WHAT TO PRODUCE :: Repeat the entries that follow verbatim, without any of their pictures.
*** EXERCISE MATERIALS ***
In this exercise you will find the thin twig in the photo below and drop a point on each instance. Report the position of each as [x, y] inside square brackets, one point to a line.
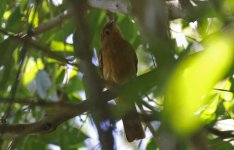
[38, 46]
[56, 21]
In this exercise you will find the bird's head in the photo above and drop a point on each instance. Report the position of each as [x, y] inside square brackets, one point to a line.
[110, 31]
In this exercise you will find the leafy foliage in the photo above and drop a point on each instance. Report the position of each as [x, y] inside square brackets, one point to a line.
[195, 94]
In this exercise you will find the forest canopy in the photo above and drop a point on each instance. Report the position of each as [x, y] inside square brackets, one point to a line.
[52, 90]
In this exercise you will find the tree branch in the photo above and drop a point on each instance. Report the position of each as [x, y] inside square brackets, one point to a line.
[174, 9]
[56, 21]
[66, 111]
[38, 46]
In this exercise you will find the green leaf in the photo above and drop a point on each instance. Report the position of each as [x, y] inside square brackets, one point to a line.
[194, 77]
[14, 23]
[151, 145]
[2, 9]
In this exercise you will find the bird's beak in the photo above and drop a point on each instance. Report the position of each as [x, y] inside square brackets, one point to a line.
[114, 20]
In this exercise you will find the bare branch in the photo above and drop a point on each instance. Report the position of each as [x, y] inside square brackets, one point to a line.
[56, 21]
[38, 46]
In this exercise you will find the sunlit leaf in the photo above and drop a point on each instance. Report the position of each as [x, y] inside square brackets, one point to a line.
[33, 18]
[2, 8]
[31, 70]
[194, 77]
[61, 46]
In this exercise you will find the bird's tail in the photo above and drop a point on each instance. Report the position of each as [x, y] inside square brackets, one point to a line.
[132, 125]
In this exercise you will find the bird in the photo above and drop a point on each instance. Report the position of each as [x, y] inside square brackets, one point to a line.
[118, 64]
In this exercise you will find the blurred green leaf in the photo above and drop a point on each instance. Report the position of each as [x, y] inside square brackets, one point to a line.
[152, 145]
[14, 23]
[2, 9]
[192, 80]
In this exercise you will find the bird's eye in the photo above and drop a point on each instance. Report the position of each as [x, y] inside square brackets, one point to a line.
[107, 32]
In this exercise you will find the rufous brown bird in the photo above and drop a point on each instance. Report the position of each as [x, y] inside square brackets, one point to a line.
[118, 63]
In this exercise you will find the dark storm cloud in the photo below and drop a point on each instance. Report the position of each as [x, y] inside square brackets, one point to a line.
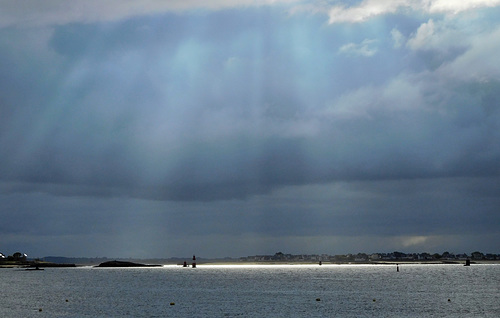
[214, 138]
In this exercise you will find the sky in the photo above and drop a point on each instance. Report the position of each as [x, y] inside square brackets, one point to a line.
[233, 128]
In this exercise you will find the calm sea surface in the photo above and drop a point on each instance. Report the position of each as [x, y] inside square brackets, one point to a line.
[253, 291]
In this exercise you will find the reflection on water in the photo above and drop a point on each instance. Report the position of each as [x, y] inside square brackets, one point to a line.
[254, 291]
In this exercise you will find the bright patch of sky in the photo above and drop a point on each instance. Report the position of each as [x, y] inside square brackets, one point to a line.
[171, 127]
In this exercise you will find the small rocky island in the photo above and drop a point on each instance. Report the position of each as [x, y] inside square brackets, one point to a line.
[124, 264]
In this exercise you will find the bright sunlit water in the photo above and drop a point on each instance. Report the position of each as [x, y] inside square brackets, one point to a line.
[253, 291]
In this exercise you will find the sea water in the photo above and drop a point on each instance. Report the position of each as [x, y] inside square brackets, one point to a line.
[253, 291]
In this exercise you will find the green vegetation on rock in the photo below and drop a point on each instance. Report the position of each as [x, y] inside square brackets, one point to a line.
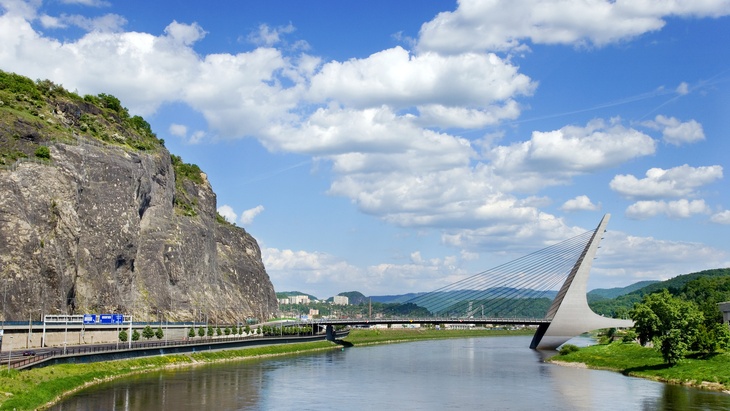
*** End of EXERCISE MATERIALS ***
ANSWER SPACE ::
In this exercise you will find the thin twig in the photo below and drop a point on each instance. Report the position of each as [x, y] inside square brackets, one point to a line.
[38, 46]
[56, 21]
In this exercise you will find the bird's head in the photo above and drop a point on each instance. Report the position of each as [x, y] inside square brackets, one point to a line.
[110, 31]
In this exercise you will find the leafy foliage in the photo above and drop a point on each instance. Report the position of each as [x, y] inside square brackets, one point to a line.
[195, 94]
In this exercise you will find the forest canopy in the photo above and drop a point on each instance. Report the position of each as [x, y] inside square brackets, one point to a line.
[52, 90]
In this exercise you will find the tree branch in the photo above and drop a point on each instance. Report the position of each as [x, y] inside square brackets, one point to a line.
[174, 9]
[56, 21]
[66, 111]
[38, 46]
In this exercise you will find the green leaf in the photo above and drop a point on each instance. Report the position of each as [x, y] inside square brackets, one point to a line.
[194, 77]
[14, 23]
[151, 145]
[2, 9]
In this exercise you will find the bird's beak in the photo above and drop a point on each instance. Report the position of each as [x, y] inside square brackets, one point to a line.
[114, 20]
In this exercise you will find the bare branch in the photo above and drop a point on each instance. Report the position of each as [x, y] inside square brackets, one point to a line.
[56, 21]
[38, 46]
In this exercise you will find the sunlit leaf in the photo above and drop a point on each instance. Report the position of each as [x, y] inside square brackets, one point to a line.
[33, 18]
[2, 8]
[31, 70]
[194, 77]
[61, 46]
In this exercise you will find the bird's tail in the photo above and drop a point on each instance. Report the position of each as [x, y] inside square brackets, one point to a line.
[132, 125]
In this exercise you will find the bird in the photo above and drop a point on each instance. Report the position of each as [x, y] inside square brackets, one point to a line.
[118, 64]
In this exercise you will find the blurred green leaf in the photo above and drop a point on each instance. Report the position of each as [x, y] inside square brackets, one point to a line.
[152, 145]
[14, 23]
[2, 9]
[192, 80]
In this exercise you will find the bird's eye in the photo above and drop a point on each instance. Report the position of each as [x, y] inside square brackets, one point to a line.
[107, 32]
In this exercise you will find the rufous brown bird in the photo above and drop a point on each instance. Report the position of each as [x, y] inside square brackets, one point to a line.
[118, 63]
In this exercise you will find the dark storm cloud in the photo below and drop a point on each instance. Report the position of each as [x, y] inside square brackets, one point to a line.
[214, 138]
In this exercise you will find the sky in the photo above and drop a point on each instance. Report the position of each as [x, y] inside square brackets, one point to a line.
[233, 128]
In this exercise you will find the calm sea surface in the photo above and drop a point on each instance. Report the position of each as [x, y] inside square brackets, one point to a line.
[253, 291]
In this exercise you will find the reflection on water in the photo above and drop a point on each instance. Report the position of each as [x, y] inside square brackets, one point to a line.
[254, 291]
In this exercise you will find the bright patch of sky in the photo above and drop a point on each instance. Report the position of each as [x, y] inside square brackets, one point to a line.
[171, 127]
In this exercise you will find the small rocky island in the photo above and drop a point on each instance. Report the position of each as [x, y] inside square brackets, one point to a line.
[124, 264]
In this exercise you will find the bright sunlit water in the photo above and drop a point on each instance. Report the position of each as [x, y] inside square brackets, one point to a line.
[253, 291]
In this exercise you will find the sea water in the photo above and drop a point on each instance. Report the position of each as [x, y] inside square brackets, one point to a line.
[253, 291]
In this exercise you will find the green vegetation on rock in the photo below and drop a point on each instance. Report the position of each as [x, y] inside square brackets, one point to a line.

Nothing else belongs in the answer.